§ **PROBLEM DESCRIPTION**: Copy out every line of the data below without changing anything.

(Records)
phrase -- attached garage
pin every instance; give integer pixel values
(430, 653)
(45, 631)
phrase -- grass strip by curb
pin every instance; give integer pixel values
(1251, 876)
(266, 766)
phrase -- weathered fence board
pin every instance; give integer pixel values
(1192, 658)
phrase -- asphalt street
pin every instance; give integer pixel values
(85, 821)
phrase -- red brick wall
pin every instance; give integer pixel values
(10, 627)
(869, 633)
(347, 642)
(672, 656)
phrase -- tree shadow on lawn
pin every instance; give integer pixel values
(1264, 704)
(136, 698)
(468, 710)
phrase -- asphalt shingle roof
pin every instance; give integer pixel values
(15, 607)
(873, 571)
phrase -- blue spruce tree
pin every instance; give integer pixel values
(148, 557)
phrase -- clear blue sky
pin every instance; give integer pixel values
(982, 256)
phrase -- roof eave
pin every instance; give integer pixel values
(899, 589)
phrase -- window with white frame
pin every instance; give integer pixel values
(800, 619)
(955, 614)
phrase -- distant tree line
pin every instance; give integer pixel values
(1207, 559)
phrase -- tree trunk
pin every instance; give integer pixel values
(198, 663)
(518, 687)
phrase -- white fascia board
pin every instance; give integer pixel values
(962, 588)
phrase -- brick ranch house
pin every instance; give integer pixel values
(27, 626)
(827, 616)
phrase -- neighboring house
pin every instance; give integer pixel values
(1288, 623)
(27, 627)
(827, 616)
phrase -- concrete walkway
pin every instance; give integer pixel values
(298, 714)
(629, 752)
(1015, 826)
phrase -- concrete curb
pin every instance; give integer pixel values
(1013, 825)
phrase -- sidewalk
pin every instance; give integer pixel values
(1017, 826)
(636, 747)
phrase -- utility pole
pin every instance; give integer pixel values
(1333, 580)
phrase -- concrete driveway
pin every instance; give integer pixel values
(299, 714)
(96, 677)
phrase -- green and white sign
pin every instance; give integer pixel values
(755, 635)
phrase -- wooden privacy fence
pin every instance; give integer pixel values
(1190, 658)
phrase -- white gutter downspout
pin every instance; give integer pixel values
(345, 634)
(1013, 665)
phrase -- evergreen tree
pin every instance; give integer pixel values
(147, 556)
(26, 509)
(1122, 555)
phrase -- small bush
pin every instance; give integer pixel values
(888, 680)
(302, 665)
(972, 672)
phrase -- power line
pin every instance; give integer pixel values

§ **THE RESULT**:
phrase -- attached garage
pin every instance; give integer pixel values
(430, 653)
(45, 631)
phrase -- grass strip by curb
pin every instance; give integer pixel values
(1251, 876)
(266, 766)
phrase -- weathered fence board
pin every instance; give integer pixel values
(1192, 658)
phrase -- asphalt street
pin every instance; give integer pixel values
(85, 821)
phrase -- red brick wall
pin every instance; give integer pixel values
(10, 627)
(869, 633)
(347, 642)
(672, 656)
phrase -- tree shadow on lawn
pin every instance; give integer pixel values
(1264, 704)
(136, 698)
(468, 710)
phrase -- asphalt shingle roof
pin every instance; give integer pixel values
(15, 607)
(873, 571)
phrase -- blue spruce tree
pin every instance; give integer pixel values
(148, 557)
phrase -- clear blue sky
pin every instance; give integer pixel values
(982, 256)
phrase -- roof eave
pin every instance; give integer pixel values
(899, 589)
phrase -- window with white frame
pin every instance; give integer pixel values
(800, 619)
(955, 614)
phrase -- distant tree line
pin every instance; give integer pixel values
(1207, 559)
phrase -- tree trunk
pin every instance; give integer pixel values
(198, 663)
(518, 687)
phrase -- white fascia board
pin every instance; give integer pixel values
(962, 588)
phrase -- brick ranch house
pin every instance; give integer pixel values
(27, 626)
(827, 616)
phrase -- neighboring house
pin every instance; give integer pixel values
(1288, 623)
(27, 627)
(827, 616)
phrase -- concrete walkway
pin every instance; give integer pixel values
(298, 714)
(629, 752)
(1015, 826)
phrase -- concrete curb
pin every instance; give integer pixel values
(1013, 825)
phrase -- sidewalk
pin every instance; give integer pixel values
(1017, 826)
(636, 747)
phrase -- utility pole
pin every instance; give integer pixel values
(1333, 580)
phrase -- concrete driveway
pin every instance; give integer pixel values
(299, 714)
(96, 677)
phrase -- green and white sign
pin every instance; give integer pixel values
(755, 635)
phrase -- wooden privacy fence
pin every instance; give integer pixel values
(1190, 658)
phrase -- white gutter downspout
pin every instance; give integer pixel values
(345, 634)
(1013, 665)
phrase -- evergreen tree
pin every instance; give integer pixel values
(147, 556)
(26, 509)
(1122, 555)
phrase -- small bush
pin every instance; give integer pixel values
(888, 680)
(302, 665)
(972, 672)
phrase -- power line
pin every instance; give integer pixel values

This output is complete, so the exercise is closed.